Exercise brief: Show every line of the data below that contains the word "door", treating uppercase and lowercase as different.

** Start of Data supplied **

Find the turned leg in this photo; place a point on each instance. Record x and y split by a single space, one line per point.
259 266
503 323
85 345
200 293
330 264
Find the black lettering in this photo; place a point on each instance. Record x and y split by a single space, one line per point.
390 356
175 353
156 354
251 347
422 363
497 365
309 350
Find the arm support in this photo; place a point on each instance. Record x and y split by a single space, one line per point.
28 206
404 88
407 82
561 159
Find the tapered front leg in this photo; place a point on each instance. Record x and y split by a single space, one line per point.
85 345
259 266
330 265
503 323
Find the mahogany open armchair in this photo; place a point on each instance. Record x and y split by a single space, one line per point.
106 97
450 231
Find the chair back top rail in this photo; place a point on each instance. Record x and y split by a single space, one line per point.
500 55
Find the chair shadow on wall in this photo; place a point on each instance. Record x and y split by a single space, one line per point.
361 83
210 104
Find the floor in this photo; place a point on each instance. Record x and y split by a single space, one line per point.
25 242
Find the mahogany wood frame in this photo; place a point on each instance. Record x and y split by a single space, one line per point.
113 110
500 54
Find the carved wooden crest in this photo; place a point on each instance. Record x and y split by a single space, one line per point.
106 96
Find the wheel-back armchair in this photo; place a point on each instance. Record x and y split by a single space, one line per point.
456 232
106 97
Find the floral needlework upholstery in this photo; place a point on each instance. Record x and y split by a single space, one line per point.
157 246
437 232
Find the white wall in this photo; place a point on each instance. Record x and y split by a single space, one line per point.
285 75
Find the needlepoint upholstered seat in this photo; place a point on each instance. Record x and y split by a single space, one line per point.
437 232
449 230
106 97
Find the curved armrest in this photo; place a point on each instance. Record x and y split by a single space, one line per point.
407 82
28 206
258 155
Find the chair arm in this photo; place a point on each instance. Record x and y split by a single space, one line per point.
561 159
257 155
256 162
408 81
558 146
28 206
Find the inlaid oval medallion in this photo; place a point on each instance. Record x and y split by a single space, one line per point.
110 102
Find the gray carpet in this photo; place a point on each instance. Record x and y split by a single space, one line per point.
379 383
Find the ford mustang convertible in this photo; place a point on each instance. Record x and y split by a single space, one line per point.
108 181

** End of Data supplied **
** Start of Data supplied **

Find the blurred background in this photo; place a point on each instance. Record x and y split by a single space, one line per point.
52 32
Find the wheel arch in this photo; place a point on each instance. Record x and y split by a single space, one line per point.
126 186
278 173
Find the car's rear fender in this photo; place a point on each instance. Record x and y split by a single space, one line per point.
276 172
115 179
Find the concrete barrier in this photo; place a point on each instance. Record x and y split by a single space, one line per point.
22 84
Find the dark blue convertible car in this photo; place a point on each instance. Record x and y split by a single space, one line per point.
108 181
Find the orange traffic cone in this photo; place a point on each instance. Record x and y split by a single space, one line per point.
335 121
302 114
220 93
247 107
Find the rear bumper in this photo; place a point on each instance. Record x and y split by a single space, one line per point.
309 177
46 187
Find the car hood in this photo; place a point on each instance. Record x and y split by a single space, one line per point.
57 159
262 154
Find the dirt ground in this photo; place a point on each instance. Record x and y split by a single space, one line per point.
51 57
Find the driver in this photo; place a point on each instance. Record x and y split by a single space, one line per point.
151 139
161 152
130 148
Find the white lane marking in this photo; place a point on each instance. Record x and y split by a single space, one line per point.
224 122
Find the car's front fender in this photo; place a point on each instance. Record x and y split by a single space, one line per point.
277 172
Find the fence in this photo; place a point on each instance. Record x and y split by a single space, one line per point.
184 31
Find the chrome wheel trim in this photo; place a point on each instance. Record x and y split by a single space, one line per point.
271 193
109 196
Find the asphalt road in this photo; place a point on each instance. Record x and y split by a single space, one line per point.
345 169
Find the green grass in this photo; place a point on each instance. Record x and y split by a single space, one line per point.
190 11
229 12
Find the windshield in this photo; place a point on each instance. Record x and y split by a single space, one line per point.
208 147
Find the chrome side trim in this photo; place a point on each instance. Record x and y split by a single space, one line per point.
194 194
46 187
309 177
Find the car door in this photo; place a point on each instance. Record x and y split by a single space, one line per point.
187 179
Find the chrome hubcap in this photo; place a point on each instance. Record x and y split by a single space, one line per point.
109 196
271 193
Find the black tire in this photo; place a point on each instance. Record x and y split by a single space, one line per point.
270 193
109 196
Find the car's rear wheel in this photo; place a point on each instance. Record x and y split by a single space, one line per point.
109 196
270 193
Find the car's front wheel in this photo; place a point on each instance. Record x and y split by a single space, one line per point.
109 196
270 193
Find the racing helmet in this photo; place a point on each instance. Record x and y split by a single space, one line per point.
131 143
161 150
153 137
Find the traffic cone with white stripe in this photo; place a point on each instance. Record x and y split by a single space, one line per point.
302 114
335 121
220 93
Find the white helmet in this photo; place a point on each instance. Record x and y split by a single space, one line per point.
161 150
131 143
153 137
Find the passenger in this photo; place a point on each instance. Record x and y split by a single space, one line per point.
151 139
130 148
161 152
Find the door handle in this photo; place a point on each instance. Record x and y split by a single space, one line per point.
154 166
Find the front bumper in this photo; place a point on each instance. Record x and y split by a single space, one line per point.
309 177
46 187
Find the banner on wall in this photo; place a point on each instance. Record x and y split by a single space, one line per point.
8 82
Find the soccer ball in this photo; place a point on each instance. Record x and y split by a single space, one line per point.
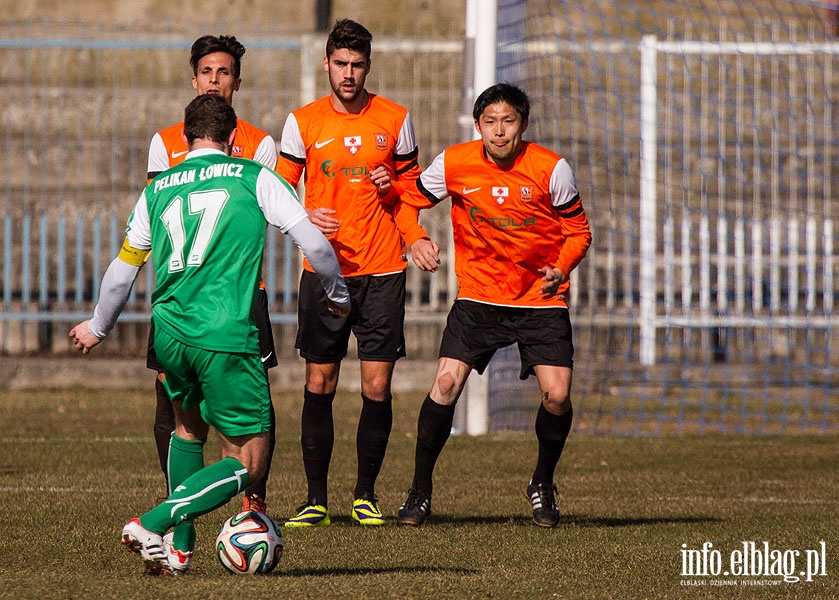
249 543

** End of Data supplied **

Response below:
Find the car door in this photo; place a point on each instance. Record x and y split by a single space, one line per point.
Find the door handle in this photo; place a point on each instance. Record x and y split by a single space, one line per point.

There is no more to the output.